# What you should do
Starting at the line that contains "I would appreciate it if you could identify the dark coat" and ending at the end of the data, rewrite those lines with "photograph" replaced by "image", leaving everything else unchanged.

—————

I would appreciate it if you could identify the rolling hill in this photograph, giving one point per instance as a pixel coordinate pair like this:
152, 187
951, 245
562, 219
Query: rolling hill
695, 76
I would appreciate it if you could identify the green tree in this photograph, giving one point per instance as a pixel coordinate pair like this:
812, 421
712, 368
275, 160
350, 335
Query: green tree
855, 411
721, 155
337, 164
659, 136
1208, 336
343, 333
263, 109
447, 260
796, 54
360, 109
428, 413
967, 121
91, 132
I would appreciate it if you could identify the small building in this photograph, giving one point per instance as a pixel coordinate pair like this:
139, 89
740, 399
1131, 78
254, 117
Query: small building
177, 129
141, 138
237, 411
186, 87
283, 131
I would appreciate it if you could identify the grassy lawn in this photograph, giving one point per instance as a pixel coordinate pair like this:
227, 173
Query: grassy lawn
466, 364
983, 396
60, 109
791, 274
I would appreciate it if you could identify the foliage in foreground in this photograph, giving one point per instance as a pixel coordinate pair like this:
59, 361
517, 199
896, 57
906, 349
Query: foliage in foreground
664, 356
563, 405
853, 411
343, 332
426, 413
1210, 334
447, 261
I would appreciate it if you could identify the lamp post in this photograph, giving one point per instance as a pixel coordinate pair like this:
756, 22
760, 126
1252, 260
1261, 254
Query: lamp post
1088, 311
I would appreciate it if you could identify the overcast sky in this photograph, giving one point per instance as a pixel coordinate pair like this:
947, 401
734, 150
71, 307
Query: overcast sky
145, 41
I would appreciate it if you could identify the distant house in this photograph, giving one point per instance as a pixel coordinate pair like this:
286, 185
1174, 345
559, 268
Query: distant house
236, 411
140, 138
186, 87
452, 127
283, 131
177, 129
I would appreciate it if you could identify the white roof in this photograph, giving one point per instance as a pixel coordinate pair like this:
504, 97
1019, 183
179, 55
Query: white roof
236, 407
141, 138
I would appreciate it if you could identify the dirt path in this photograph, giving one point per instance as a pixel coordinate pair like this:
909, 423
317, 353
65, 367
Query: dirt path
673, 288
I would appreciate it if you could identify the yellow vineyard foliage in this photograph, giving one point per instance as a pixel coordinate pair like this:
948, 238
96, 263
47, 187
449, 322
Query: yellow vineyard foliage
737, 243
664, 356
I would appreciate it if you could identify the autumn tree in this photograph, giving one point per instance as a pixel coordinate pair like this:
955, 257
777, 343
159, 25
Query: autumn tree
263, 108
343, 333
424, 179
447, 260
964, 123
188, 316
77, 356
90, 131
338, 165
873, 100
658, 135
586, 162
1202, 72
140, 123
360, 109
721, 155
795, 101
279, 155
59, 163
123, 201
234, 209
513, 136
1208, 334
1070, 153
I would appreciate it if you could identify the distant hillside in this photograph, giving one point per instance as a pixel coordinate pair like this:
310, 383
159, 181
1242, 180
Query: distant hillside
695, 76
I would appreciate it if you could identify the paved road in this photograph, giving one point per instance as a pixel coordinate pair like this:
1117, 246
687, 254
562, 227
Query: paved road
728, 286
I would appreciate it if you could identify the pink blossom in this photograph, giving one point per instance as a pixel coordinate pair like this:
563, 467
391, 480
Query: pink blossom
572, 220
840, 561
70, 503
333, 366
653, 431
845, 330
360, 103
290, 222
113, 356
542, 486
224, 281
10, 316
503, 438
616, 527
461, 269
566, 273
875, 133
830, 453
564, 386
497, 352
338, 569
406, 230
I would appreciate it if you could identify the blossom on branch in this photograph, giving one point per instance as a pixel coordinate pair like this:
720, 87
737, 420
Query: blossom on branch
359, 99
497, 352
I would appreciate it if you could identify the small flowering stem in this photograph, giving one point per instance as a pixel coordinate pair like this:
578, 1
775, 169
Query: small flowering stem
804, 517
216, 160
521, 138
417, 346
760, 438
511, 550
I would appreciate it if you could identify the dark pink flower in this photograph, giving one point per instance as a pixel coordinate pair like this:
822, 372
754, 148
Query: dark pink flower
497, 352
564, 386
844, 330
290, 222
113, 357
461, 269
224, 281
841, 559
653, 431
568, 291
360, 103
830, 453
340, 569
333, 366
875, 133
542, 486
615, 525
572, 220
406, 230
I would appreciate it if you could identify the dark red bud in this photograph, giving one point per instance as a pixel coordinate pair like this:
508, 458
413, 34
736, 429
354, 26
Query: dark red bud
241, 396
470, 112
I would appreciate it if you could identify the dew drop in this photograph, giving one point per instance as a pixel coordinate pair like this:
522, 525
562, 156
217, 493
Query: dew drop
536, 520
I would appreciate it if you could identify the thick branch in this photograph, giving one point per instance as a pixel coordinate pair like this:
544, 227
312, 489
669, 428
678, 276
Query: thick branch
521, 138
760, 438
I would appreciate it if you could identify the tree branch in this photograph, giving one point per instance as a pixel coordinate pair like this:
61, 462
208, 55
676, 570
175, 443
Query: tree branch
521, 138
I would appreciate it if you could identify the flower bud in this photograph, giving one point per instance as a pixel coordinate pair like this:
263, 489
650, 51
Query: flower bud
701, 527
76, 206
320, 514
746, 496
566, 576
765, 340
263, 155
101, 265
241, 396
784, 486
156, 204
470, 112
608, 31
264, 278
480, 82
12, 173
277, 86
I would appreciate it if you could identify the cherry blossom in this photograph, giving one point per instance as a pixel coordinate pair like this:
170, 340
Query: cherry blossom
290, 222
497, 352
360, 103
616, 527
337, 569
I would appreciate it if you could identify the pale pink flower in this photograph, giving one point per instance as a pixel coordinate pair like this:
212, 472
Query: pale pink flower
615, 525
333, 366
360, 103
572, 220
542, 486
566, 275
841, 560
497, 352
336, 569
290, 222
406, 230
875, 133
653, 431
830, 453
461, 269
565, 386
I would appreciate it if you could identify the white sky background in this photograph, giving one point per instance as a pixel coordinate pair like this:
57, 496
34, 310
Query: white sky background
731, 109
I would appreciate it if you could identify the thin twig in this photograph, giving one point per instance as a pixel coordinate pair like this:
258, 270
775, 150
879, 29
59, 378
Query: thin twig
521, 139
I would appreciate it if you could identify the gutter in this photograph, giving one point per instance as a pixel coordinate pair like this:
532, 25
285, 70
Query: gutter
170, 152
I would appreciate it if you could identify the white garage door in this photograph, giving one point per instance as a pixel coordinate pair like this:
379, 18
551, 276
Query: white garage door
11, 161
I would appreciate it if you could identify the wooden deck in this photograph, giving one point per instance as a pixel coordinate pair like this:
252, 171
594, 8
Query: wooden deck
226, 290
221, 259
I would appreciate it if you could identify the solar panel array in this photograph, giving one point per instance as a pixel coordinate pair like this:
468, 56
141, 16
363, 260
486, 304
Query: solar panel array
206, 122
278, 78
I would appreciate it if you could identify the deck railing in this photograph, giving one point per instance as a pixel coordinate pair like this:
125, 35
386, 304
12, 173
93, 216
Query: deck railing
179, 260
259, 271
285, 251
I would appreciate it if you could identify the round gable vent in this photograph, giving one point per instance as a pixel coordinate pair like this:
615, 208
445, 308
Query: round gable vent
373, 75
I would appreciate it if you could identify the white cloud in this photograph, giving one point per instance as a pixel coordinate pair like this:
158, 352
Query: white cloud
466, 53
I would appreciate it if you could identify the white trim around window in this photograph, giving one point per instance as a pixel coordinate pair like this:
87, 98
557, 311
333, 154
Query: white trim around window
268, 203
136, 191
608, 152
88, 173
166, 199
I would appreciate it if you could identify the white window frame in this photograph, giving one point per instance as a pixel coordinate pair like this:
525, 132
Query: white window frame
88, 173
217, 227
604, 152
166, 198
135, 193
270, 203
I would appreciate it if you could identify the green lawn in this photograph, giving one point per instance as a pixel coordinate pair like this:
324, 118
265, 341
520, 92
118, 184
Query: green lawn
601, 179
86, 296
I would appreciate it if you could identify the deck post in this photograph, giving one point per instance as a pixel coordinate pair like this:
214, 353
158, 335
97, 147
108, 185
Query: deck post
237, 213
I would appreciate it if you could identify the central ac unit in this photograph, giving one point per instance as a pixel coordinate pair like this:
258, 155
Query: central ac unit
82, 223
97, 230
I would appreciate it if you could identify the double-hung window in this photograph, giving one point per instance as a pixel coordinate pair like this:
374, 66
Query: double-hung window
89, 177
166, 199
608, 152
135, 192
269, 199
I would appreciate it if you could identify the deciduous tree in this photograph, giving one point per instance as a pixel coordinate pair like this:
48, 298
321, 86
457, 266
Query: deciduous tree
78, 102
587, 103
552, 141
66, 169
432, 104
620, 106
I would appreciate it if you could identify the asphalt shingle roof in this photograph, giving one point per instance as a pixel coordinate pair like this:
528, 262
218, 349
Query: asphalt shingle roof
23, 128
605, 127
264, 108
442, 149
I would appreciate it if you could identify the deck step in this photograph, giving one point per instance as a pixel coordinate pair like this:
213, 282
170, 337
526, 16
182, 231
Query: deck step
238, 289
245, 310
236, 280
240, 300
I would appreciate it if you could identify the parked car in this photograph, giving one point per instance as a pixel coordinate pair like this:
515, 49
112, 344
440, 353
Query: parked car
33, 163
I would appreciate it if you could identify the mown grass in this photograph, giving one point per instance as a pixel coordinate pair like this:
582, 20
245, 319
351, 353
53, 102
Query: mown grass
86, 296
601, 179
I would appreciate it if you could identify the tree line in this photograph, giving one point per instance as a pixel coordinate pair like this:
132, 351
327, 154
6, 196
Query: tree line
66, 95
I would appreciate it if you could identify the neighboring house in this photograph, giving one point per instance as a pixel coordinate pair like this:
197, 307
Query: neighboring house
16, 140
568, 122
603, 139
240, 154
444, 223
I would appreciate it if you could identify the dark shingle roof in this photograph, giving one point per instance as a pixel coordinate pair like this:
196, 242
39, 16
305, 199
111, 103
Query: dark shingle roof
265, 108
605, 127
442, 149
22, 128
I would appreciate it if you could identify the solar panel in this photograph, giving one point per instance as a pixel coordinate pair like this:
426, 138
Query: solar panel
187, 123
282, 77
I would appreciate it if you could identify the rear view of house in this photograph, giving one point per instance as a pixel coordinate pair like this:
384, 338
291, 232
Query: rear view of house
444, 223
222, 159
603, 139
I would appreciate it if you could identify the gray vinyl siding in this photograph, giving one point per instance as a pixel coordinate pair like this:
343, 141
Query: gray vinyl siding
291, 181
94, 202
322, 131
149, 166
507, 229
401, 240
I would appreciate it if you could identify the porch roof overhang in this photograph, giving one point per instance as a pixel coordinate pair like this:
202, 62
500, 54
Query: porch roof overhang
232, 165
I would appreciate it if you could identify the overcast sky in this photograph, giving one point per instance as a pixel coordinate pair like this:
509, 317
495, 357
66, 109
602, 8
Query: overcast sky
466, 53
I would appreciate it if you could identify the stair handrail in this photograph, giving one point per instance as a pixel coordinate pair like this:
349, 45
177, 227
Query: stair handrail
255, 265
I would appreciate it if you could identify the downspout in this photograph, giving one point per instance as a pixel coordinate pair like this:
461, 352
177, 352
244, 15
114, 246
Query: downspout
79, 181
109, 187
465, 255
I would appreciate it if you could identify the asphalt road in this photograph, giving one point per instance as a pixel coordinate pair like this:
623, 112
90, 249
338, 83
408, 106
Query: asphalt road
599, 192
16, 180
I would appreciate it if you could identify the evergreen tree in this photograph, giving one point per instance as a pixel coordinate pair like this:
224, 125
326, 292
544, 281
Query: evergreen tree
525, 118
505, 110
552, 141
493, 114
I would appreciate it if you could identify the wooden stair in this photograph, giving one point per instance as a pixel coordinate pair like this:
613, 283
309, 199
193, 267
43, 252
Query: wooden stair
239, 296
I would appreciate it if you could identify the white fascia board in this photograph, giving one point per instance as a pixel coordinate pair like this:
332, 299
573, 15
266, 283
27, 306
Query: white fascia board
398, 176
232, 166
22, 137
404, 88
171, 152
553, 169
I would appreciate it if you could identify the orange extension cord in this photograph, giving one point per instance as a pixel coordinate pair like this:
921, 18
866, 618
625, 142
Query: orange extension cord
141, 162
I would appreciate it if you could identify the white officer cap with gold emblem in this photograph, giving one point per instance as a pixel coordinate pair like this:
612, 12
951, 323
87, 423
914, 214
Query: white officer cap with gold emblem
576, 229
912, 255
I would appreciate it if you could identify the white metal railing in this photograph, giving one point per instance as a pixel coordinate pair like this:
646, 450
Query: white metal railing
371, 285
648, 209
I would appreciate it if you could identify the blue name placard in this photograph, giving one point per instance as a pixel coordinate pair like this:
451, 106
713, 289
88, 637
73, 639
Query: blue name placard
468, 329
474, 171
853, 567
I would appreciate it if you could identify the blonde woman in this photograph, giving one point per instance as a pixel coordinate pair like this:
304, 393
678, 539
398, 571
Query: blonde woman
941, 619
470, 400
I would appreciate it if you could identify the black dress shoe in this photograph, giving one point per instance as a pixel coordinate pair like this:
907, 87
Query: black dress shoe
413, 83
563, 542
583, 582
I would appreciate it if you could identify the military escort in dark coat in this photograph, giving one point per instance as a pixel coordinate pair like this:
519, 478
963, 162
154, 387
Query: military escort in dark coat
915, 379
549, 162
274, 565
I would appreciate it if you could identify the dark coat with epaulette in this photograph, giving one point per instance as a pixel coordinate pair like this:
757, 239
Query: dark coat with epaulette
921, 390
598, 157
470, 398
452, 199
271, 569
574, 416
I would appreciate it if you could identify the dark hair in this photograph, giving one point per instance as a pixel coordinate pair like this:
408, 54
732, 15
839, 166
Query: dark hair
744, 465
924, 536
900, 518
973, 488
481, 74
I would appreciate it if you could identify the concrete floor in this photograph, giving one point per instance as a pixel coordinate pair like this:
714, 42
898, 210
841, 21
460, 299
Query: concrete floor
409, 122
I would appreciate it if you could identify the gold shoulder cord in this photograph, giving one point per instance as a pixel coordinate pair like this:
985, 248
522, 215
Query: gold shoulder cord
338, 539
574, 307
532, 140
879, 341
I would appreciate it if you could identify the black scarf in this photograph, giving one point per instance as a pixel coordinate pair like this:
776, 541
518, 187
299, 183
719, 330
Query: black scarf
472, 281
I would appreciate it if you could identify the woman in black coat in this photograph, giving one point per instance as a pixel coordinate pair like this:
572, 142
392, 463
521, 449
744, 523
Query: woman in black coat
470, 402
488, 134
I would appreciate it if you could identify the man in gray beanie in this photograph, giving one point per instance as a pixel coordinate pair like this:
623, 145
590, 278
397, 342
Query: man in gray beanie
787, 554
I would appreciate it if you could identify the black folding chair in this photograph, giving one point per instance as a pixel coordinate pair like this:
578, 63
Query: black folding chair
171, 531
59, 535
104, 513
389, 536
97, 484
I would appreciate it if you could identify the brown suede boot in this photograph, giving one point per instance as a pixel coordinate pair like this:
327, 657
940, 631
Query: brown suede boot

—————

# Full answer
I would appreciate it if you could identify the dark coat with epaulette in this image, giving one point per instance as a pixel coordinate pair like this:
757, 239
Query: dark coat with epaulette
921, 390
598, 157
470, 398
452, 199
271, 569
574, 416
I would appreciate it if you could identify the dark hair in this image, giving one point per instance as a pixel coordinate pair like this:
408, 54
732, 15
839, 166
Query: dark hair
744, 465
924, 536
900, 518
973, 488
481, 74
I would appreciate it if you could identify the concrete floor in this image, giving one point per instance as a pixel coordinate pair like this:
714, 42
898, 210
841, 21
460, 299
Query: concrete floor
409, 122
I would appreciate it if you could identify the gold shoulder cord in this image, giving one point per instance as a pixel coordinate pair like this:
985, 248
522, 215
Query: gold shoulder cord
338, 539
574, 307
532, 140
879, 341
I would appreciate it if you could identify the black scarf in this image, giving one point per instance as a pixel coordinate pair like this:
776, 541
518, 187
299, 183
719, 330
Query: black scarf
472, 281
I would appreciate it if you could identify the woman in black coat in this image, giving one point per instance as a pixel coordinate pair like this:
572, 142
392, 463
521, 449
744, 523
Query: woman in black coat
470, 402
488, 134
I would appreciate it if you could identify the man in gray beanie in this image, giving one point per instance as a pixel coordinate pair like this:
623, 145
590, 278
397, 342
Query: man in gray beanie
787, 554
I would appreciate it if you could identify the black folding chair in this image, giving one point per instance as a pixel coordinate pair like this:
578, 63
Query: black folding chair
171, 531
59, 535
104, 513
389, 536
97, 484
I would appreciate it if you could identify the brown suede boot in this image, giving one point per instance as a pixel coordinate pair like this:
327, 657
940, 631
Query: brown suede boot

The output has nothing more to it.